* **Extracted data**:
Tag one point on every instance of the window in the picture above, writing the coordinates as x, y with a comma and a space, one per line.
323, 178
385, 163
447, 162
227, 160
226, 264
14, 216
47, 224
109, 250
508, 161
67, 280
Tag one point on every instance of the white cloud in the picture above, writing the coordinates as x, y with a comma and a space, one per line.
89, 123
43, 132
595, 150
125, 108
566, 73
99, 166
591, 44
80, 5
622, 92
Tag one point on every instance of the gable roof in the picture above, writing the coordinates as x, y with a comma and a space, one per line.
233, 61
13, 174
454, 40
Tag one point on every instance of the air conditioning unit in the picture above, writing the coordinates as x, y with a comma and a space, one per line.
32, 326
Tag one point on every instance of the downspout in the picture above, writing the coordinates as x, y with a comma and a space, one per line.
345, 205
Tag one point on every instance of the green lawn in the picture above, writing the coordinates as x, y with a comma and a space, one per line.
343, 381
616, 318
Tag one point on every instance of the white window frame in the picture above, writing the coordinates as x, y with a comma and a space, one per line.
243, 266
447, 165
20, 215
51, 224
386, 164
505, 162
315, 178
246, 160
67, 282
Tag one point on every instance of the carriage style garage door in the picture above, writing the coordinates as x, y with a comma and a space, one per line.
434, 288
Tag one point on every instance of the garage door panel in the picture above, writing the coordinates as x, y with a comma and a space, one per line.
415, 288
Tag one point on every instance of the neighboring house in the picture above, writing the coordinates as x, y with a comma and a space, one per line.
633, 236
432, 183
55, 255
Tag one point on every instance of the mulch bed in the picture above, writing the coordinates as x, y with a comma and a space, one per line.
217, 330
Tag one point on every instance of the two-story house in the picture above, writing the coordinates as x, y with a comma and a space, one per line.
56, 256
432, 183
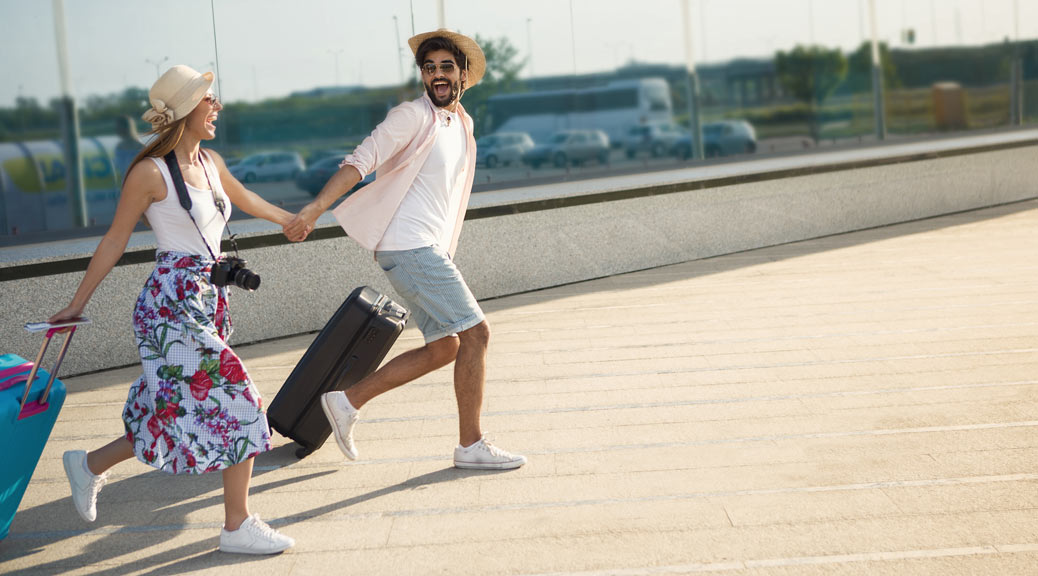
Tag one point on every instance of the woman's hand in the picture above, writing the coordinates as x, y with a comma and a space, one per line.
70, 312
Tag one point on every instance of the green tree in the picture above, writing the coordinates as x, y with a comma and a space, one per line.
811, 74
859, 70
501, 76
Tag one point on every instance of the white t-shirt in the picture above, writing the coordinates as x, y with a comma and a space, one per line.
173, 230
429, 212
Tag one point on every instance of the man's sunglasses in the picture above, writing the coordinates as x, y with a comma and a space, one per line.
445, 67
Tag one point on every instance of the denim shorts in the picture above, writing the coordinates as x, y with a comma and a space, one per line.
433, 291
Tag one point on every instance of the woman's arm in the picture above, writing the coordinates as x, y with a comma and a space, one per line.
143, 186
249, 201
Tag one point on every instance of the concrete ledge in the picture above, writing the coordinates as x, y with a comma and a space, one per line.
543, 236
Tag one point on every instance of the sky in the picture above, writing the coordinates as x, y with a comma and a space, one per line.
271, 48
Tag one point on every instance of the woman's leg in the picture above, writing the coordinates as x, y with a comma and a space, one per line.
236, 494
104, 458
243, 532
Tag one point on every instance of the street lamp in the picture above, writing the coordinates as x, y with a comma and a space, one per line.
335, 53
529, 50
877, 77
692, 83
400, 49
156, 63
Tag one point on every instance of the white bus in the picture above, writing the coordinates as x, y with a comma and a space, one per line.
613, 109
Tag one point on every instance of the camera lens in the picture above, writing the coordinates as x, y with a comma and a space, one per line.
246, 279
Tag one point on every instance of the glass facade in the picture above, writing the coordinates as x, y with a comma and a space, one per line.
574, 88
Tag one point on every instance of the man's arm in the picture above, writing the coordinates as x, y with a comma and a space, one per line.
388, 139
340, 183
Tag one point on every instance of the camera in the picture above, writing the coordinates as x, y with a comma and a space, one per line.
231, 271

* **About this exercise**: Take the line that contains "Tag one point on every instance of the white t-shirt" and every line after it in the material above. Set those lines down exactly and nothing more.

* **Written answer**:
Tag one point on every instance of the white t-shirt in the picture above, writing the coordinates as x, y with a comma and a space, one per line.
173, 230
429, 212
Tag one point on every instance of the man's sunglasses in the picture above, writing the coordinates as x, y with a comma and a space, one per line.
445, 67
Tag one point on every instance of the denim shorts in the picture above, writing the coordinates as x, y with a comma and a space, one per line.
433, 291
Tag one point on every instance of the woman's arm in the picture above, writing the coordinates as x, y with a comma and a space, one per line.
143, 186
249, 201
Tag one point on every instance of the concrete ledge in the picture above, writing the coordinates as x, y with a comma and a space, one per line.
543, 236
Tag one point on every instance of the sky in the picture above, writing the coordinates as x, y with a comma and a space, one per line.
271, 48
Tag one point on every instance of the woman's leg in the picture above, writing the coordinates as x, y with a comma and a space, one per line.
236, 494
104, 458
243, 532
Tag one point on every instance of the street lamp in the picture above, writing the coordinates as x, y with a comma and a space, one per line.
335, 53
529, 50
877, 77
692, 83
400, 49
156, 63
Tag one point on every instance of the white bus in the picture above, writing the coordinates as x, y with a comma and a space, one per line.
613, 109
Tag one point on every instance of the camera lens in the picture above, writing the coordinates as x, y with a comma and a space, one per line.
246, 279
Tag one point on every instance of the glass facade in the picture above, writing the coordinates as x, y with a comma and a space, one per line.
574, 88
Tag one point on every instance of the man's arm in the picture above, writing the coordinates as x, y with a comma and a space, one per line.
388, 139
340, 183
Tag one point on every instance of the camera in the picture above, writing the coordinates as x, y with a comma and a space, one per line.
231, 271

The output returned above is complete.